### WHAT THE TASK ASKS
Look through the data below and return each line where "wall" appears.

=-=-=

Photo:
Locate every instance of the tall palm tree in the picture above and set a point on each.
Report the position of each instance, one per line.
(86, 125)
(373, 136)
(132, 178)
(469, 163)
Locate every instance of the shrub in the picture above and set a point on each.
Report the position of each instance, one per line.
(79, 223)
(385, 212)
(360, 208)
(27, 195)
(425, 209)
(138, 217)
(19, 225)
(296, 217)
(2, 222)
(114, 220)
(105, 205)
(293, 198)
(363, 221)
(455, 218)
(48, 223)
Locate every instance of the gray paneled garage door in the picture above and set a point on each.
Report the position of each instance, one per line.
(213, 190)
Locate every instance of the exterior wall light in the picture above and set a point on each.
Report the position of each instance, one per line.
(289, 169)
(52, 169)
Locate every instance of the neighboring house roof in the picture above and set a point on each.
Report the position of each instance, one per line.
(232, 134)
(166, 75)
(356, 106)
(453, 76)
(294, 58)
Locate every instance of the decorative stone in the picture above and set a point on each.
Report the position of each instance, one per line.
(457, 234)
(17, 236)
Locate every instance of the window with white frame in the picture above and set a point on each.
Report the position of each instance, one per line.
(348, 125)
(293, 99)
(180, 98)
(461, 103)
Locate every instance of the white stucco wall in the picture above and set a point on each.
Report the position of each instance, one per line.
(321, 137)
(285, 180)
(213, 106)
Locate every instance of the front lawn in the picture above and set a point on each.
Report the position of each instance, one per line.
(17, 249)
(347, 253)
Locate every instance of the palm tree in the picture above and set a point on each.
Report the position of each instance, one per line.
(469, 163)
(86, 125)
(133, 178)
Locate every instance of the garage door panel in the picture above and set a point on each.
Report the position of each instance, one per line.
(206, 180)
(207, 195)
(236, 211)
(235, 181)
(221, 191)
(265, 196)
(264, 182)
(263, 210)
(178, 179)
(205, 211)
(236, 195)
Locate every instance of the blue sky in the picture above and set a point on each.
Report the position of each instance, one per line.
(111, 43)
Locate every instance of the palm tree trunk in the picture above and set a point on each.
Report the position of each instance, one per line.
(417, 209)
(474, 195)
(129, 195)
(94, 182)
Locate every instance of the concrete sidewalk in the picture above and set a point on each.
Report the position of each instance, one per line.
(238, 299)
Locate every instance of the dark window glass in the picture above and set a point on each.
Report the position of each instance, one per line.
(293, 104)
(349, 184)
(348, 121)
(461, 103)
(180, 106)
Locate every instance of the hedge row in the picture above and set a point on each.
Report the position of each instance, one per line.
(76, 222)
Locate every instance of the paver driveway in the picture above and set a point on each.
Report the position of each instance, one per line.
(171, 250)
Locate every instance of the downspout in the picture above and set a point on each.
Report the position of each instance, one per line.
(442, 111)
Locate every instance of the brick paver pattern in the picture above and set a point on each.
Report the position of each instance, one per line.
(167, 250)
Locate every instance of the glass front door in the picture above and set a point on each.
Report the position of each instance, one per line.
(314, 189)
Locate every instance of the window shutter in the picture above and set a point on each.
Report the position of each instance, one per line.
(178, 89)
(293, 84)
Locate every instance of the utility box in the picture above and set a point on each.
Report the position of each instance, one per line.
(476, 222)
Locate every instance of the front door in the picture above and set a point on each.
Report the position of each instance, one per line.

=-=-=

### ANSWER TO THE EXERCISE
Locate every instance of the exterior wall light in the picture above and set a point on each.
Locate every instance of the white stucco wall in the picture above and set a point on each.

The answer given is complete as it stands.